WRITTEN EXERCISE A: In the movie review, how far into the future can the camera take pictures?
## START EXCERPTED TEXT
Categories: Movie Reviews

Time Lapse (Movie Review)

PLOT: Three down on their luck friends stumble upon a large, mysterious camera in a neighbor’s apartment that can take pictures 24 hours into the future. As they begin to manipulate the technology for their own benefit, a series of unnerving photos threaten to alter their lives forever.

REVIEW: After a decade spent honing his craft on a foursome of short films, writer/director Bradley King makes an audacious attempt with his debut feature TIME LAPSE, an intriguing if nubilous single-set three-hander. Like most films that tinker with the chronology of time or set out to blur the lines between past, present and future – a certain amount of suspended disbelief is a must in order to accept the many potential paradoxes that come into play, and that’s certainly the case here as well. This will no doubt be a more difficult watch for some than others, but if you can get past the temporal structure of the film, the deliberate plotting and fine performances of the three main leads are compelling enough for you to enjoy. Sure it’s a bit overlong and clearly cribs from the famous “A Most Unusual Camera” episode of The Twilight Zone, but if you dig trippy time-bending chillers, TIME LAPSE is probably worth clocking.
## END EXCERPTED TEXT
## START DATA PROVIDED
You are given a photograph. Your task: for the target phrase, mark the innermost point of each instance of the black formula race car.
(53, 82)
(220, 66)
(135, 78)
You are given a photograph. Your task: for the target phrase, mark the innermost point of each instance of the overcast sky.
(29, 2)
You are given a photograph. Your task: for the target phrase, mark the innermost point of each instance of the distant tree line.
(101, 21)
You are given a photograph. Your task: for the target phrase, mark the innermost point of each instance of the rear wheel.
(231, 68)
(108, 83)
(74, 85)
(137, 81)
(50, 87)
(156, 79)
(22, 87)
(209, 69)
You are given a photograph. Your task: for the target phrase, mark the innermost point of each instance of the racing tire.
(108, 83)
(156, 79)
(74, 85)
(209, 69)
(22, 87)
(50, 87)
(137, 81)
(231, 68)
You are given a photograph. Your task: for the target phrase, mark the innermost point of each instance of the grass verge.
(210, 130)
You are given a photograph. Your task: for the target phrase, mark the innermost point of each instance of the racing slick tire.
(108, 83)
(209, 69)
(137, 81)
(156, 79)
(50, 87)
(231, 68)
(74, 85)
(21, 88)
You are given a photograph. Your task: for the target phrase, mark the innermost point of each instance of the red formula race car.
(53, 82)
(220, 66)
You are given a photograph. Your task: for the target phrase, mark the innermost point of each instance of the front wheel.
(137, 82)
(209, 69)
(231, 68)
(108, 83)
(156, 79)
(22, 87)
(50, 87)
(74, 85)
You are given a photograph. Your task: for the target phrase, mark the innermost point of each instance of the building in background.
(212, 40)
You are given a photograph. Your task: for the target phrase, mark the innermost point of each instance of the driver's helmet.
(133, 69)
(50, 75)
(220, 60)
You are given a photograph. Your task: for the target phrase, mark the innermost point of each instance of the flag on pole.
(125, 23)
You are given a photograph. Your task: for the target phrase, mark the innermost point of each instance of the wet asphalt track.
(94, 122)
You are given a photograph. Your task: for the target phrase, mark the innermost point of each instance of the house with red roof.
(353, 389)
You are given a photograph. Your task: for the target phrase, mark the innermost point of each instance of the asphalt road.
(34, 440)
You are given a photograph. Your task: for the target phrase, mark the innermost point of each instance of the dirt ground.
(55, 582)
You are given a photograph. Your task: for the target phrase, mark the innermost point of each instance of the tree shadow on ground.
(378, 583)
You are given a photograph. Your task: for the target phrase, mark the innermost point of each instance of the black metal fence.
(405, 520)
## END DATA PROVIDED
WRITTEN EXERCISE B: Write out everything in the entries from the line containing "shadow on ground." down to the last line of the entries.

COMPLETE OUTPUT A: 24 hours

COMPLETE OUTPUT B:
You are given a photograph. Your task: for the target phrase, mark the innermost point of each instance of the tree shadow on ground.
(378, 583)
You are given a photograph. Your task: for the target phrase, mark the innermost point of each instance of the black metal fence.
(405, 520)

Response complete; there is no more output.